> _PROBLEM_
Exactly copy the final stretch of the listing below: the line with "Objective — one point per instance of the blue and" and every line after it.

-----

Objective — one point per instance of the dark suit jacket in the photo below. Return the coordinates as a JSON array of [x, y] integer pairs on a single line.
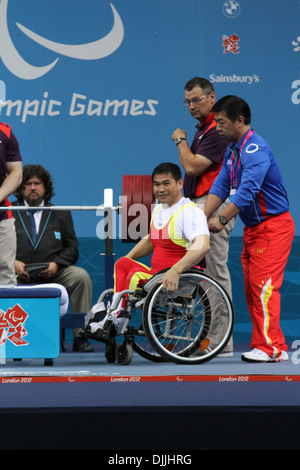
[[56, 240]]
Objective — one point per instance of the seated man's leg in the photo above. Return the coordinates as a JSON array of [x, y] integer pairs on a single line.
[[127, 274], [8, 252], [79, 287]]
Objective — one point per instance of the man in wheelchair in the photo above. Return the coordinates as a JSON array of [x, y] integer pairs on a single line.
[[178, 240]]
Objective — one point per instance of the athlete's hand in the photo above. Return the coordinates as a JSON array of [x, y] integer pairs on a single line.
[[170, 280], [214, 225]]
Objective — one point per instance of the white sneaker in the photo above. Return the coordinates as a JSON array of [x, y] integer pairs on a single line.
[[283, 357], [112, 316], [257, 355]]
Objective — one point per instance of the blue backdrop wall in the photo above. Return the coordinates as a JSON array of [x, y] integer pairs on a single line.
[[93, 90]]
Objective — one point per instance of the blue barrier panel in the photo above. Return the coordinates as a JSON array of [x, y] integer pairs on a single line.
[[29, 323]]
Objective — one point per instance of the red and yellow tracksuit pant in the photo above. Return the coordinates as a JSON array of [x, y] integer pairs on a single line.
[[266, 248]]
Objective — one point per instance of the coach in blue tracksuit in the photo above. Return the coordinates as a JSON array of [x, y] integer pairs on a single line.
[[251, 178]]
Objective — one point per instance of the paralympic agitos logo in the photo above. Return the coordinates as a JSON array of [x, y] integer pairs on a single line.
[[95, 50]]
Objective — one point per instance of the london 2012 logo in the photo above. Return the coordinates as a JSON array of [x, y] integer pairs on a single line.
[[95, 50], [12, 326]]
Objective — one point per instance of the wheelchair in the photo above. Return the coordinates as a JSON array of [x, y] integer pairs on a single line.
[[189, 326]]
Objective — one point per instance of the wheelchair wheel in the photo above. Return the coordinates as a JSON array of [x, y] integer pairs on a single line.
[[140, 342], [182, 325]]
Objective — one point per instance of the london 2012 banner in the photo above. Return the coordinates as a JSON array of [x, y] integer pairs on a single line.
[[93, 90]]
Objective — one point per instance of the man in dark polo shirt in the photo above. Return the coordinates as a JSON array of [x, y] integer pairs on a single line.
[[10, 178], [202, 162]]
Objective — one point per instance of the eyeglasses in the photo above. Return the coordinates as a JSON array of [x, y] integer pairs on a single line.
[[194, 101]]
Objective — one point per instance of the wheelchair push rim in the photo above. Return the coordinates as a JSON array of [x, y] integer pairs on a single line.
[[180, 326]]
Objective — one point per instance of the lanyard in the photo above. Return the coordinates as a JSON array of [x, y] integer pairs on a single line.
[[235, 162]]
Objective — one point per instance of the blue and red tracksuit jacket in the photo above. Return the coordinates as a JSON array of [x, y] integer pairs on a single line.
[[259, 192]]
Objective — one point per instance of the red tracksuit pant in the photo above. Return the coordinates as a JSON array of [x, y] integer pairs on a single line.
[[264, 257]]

-----

> _TASK RESPONSE_
Objective — one point per instance of the blue and red tracksuit jacket in the photo above. Return the coordinates as a JSON array of [x, y] integer pairs on a single line.
[[259, 192]]
Objective — one point per instance of the red tracksuit pant in the photo above. Return the coordinates as a JSON array of [x, y] integer pairs on a single line.
[[264, 257]]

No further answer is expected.